━━━ Excerpt ━━━

Microsoft Entra External ID - What You Must Know About Replacing Azure AD B2C

Sean Mehrabi
12 Feb 2026

As organisations scale digital services for consumers, partners, and external stakeholders, managing external identities has become mission-critical. Microsoft’s evolution of its Customer Identity and Access Management (CIAM) platform, from Azure AD B2C to Microsoft Entra External ID, marks a significant shift in how enterprises should approach external user authentication and lifecycle management.

Microsoft’s identity platform has been evolving rapidly over the last several years. For organisations running customer-facing and partner-facing applications, this shift matters directly: Microsoft is moving away from Azure Active Directory B2C and consolidating its external identity capabilities into a newer platform called Microsoft Entra External ID.

For businesses, this is not simply a branding change. It impacts long-term roadmap planning, feature availability, tenant strategy, security posture, and, most importantly, how identity migrations must be executed to avoid breaking customer access.

━━━ Exercise material ━━━

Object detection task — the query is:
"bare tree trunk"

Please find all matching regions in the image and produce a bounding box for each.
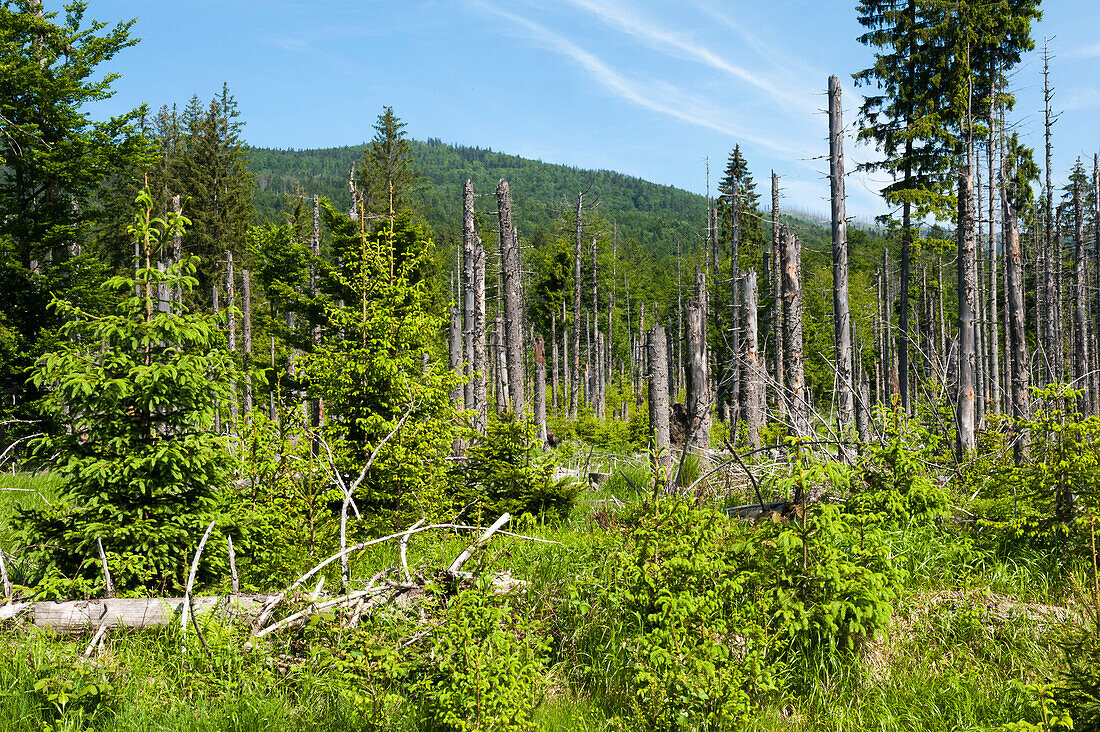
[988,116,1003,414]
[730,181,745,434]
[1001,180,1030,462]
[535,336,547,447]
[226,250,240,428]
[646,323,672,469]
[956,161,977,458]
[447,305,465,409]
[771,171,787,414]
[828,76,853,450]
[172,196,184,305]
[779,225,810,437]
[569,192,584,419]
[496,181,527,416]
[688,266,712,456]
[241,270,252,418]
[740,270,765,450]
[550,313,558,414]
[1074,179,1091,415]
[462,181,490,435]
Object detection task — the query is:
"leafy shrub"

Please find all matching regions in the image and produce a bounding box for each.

━━━
━━━ Exercise material ━━━

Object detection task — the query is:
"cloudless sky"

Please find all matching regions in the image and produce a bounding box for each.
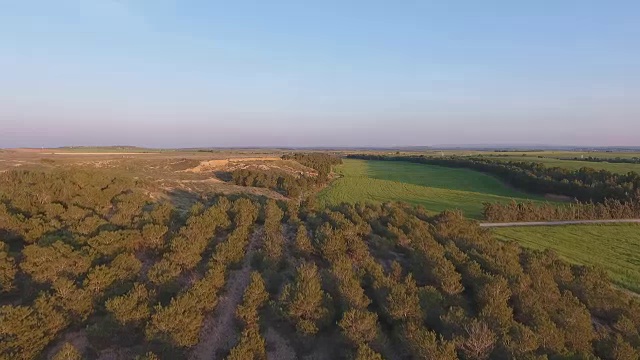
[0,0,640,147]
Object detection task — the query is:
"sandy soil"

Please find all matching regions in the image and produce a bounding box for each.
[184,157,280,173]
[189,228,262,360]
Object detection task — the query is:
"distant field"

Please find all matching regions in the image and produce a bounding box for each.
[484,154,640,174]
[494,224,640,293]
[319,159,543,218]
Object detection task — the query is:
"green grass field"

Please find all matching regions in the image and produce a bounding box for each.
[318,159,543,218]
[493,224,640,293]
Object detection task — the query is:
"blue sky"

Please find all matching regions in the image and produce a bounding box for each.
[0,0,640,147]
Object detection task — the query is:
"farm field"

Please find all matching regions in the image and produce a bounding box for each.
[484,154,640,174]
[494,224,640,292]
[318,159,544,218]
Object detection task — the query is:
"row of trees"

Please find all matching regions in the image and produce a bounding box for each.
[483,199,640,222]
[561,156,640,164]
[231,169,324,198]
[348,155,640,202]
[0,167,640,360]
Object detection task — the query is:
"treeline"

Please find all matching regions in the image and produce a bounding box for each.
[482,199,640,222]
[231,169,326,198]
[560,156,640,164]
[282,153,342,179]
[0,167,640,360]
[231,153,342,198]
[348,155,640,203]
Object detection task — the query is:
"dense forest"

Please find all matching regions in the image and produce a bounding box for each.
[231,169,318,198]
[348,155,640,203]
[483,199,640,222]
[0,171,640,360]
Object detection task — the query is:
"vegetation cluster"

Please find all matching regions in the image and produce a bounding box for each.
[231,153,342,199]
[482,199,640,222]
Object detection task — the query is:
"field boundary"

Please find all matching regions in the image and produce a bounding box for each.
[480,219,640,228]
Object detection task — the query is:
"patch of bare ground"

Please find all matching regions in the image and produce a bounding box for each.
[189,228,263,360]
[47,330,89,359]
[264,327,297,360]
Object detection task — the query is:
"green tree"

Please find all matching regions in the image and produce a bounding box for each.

━━━

What you need to do
A. In the article on Microsoft Entra External ID, what does the abbreviation CIAM stand for?
B. Pull out each line of the records that includes the word "field".
The article on Microsoft Entra External ID has no connection to the records.

The responses
A. Customer Identity and Access Management

B.
"distant field"
"green grass field"
"farm field"
"field boundary"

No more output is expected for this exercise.